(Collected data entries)
************

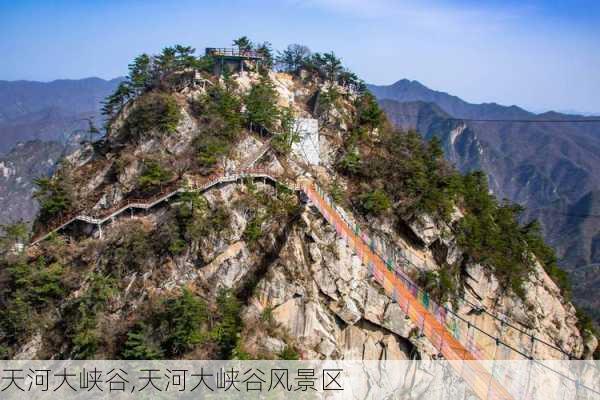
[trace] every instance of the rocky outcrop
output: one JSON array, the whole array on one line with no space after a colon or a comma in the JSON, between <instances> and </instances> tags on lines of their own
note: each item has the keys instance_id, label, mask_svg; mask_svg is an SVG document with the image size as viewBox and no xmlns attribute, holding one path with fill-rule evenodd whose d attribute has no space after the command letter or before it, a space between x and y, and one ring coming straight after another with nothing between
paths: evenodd
<instances>
[{"instance_id":1,"label":"rocky outcrop","mask_svg":"<svg viewBox=\"0 0 600 400\"><path fill-rule=\"evenodd\" d=\"M258 76L251 73L238 76L240 91L243 93L256 79ZM282 104L292 104L306 112L305 104L298 99L306 99L312 88L302 88L285 74L273 75L273 80ZM189 90L175 97L184 102L201 90ZM122 114L126 115L130 107ZM335 151L348 126L352 107L351 101L345 99L339 107L320 115L321 166L305 166L293 156L281 157L274 151L265 152L256 162L292 181L298 176L311 176L330 184L339 178L342 187L349 186L350 182L344 182L332 171ZM106 156L88 157L81 153L78 178L85 177L87 186L80 196L89 195L89 202L93 201L92 205L99 209L114 207L133 190L143 168L140 160L145 156L160 153L173 165L193 157L191 143L202 130L187 107L182 106L182 113L172 134L150 134L140 143L128 143L126 150L119 150L118 143L112 143L114 149L108 149ZM117 118L115 129L123 122L123 115ZM116 141L116 136L109 137L111 140ZM264 141L245 132L231 154L219 162L225 170L234 171L263 146ZM385 295L360 258L316 208L302 203L306 199L301 195L281 200L278 190L269 182L257 180L248 184L226 183L204 192L207 204L203 207L210 212L222 211L218 223L206 227L194 239L185 237L179 251L165 256L166 250L160 249L158 254L140 261L143 268L126 271L126 281L118 282L119 296L102 318L111 327L118 325L118 321L127 325L128 318L143 312L148 301L180 288L192 288L212 305L221 289L229 289L244 304L241 312L244 331L239 347L256 357L274 357L289 347L307 359L439 357L435 347L419 334L400 306ZM134 224L145 232L168 231L170 225L183 225L173 216L178 201L181 200L174 198L171 203L157 205L148 212L117 218L106 227L102 240L82 241L80 248L71 249L73 257L78 257L76 263L85 264L87 260L96 268L106 262L102 261L103 255L107 257L102 251L108 254L110 251L104 246L122 240ZM284 201L288 203L282 204ZM281 211L286 209L282 206L290 205L294 206L293 211ZM357 221L350 210L345 216ZM457 210L453 219L461 216ZM427 215L393 222L389 216L361 218L363 227L376 227L375 233L401 249L403 260L409 261L410 273L436 271L444 264L463 261L449 224ZM249 228L254 230L252 234ZM466 295L473 304L449 304L449 307L455 307L459 314L469 316L473 323L515 347L522 345L523 337L511 336L496 319L479 312L480 307L506 316L512 323L525 326L528 332L567 352L584 354L582 338L574 327L573 307L564 301L539 265L527 283L527 296L519 299L506 293L491 271L464 264ZM124 336L125 332L120 334ZM20 353L50 353L43 348L32 353L28 348L32 346L22 348ZM536 351L540 357L551 356L541 348Z\"/></svg>"},{"instance_id":2,"label":"rocky outcrop","mask_svg":"<svg viewBox=\"0 0 600 400\"><path fill-rule=\"evenodd\" d=\"M400 307L320 215L307 210L302 217L257 285L248 314L272 309L308 358L411 357L416 330Z\"/></svg>"}]
</instances>

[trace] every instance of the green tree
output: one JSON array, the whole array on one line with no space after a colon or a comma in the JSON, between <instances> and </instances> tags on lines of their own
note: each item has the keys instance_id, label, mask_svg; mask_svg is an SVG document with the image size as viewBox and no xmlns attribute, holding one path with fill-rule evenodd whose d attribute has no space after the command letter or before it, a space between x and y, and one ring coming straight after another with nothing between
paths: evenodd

************

(PROBLEM TO WORK ON): Although the records include pictures, the copy should reproduce every line exactly and none of the pictures.

(SOLUTION BELOW):
[trace] every instance of the rocky outcrop
output: one JSON array, the whole array on one line with no space after a colon or a comma in the JSON, between <instances> and </instances> tags on lines of their own
note: each item has the keys instance_id, label, mask_svg; mask_svg is an SVG document with the image size as viewBox and no xmlns attribute, holding one path with fill-rule evenodd whose d attribute has no space after the command letter or before it, a space between x and y, and one ring coming straight after another with nothing between
paths: evenodd
<instances>
[{"instance_id":1,"label":"rocky outcrop","mask_svg":"<svg viewBox=\"0 0 600 400\"><path fill-rule=\"evenodd\" d=\"M258 76L251 73L238 76L240 91L243 93L256 79ZM282 104L292 104L306 112L305 104L298 99L306 99L312 88L302 88L285 74L273 75L273 80ZM189 90L175 97L184 102L201 90ZM122 114L126 115L130 107ZM335 151L348 126L352 107L351 101L345 99L339 107L320 115L321 166L305 166L293 156L281 157L274 151L265 152L256 162L292 181L298 176L311 176L330 184L339 178L342 187L349 186L350 182L344 182L332 171ZM106 156L88 157L81 153L78 178L85 177L87 186L80 196L89 195L89 202L93 201L92 205L99 209L114 207L133 190L143 168L140 160L145 156L160 153L173 165L193 157L191 143L202 130L187 107L182 106L182 113L172 134L150 134L140 143L128 143L126 150L119 150L118 143L112 143L114 149L108 149ZM117 118L115 129L123 122L123 115ZM116 141L116 136L109 137L111 140ZM264 141L245 132L231 154L219 162L225 170L234 171L263 146ZM385 295L360 258L316 208L302 203L306 199L301 195L281 200L278 190L269 182L257 180L248 184L226 183L204 192L207 204L203 207L210 212L222 211L218 223L206 227L194 239L185 237L179 251L165 256L166 250L160 249L158 254L140 261L143 268L126 271L126 281L118 282L119 296L102 318L111 327L118 325L118 321L127 325L128 318L143 312L148 301L180 288L192 288L212 305L221 289L229 289L244 304L241 312L244 331L239 347L256 357L274 357L289 347L307 359L439 357L435 347L419 334L400 306ZM134 224L145 232L168 231L170 225L183 225L173 216L178 201L181 200L174 198L171 203L157 205L148 212L117 218L106 227L102 240L82 241L80 248L71 249L73 257L78 257L76 263L85 264L87 260L96 268L106 262L102 261L103 255L107 257L102 251L108 254L110 251L104 246L122 240ZM284 201L288 203L282 204ZM281 211L286 209L282 206L290 205L294 206L293 211ZM357 221L350 210L345 216ZM457 210L453 219L461 216ZM427 215L393 222L389 216L361 218L363 227L376 227L375 233L401 249L403 260L409 261L410 273L436 271L444 264L463 261L449 224ZM249 228L254 230L252 234ZM466 295L473 304L449 304L449 307L455 307L459 314L469 316L473 323L515 347L522 345L523 337L511 336L496 319L479 312L480 307L506 316L512 323L525 326L528 332L567 352L584 354L582 338L574 327L573 307L564 301L539 265L527 283L527 296L519 299L506 293L491 271L464 264ZM124 336L125 332L120 334ZM20 353L50 353L43 348L32 353L28 348L32 346L22 348ZM536 351L540 357L551 356L541 348Z\"/></svg>"},{"instance_id":2,"label":"rocky outcrop","mask_svg":"<svg viewBox=\"0 0 600 400\"><path fill-rule=\"evenodd\" d=\"M400 307L320 215L307 210L302 217L257 285L248 314L272 309L308 358L411 357L416 330Z\"/></svg>"}]
</instances>

[trace] every instance of the green tree
output: one JSON array, the whole array on one line with no space after a colon or a comma in the JSON, between <instances> and </instances> tags on lines of their own
note: each item has the keys instance_id, label, mask_svg; mask_svg is an SVG document with the image size as viewBox and no xmlns attribute, holding one path with fill-rule evenodd whose d attribute has no space after the command letter or before it, a space between x and y, and one ring coming straight after another with nothing between
paths: evenodd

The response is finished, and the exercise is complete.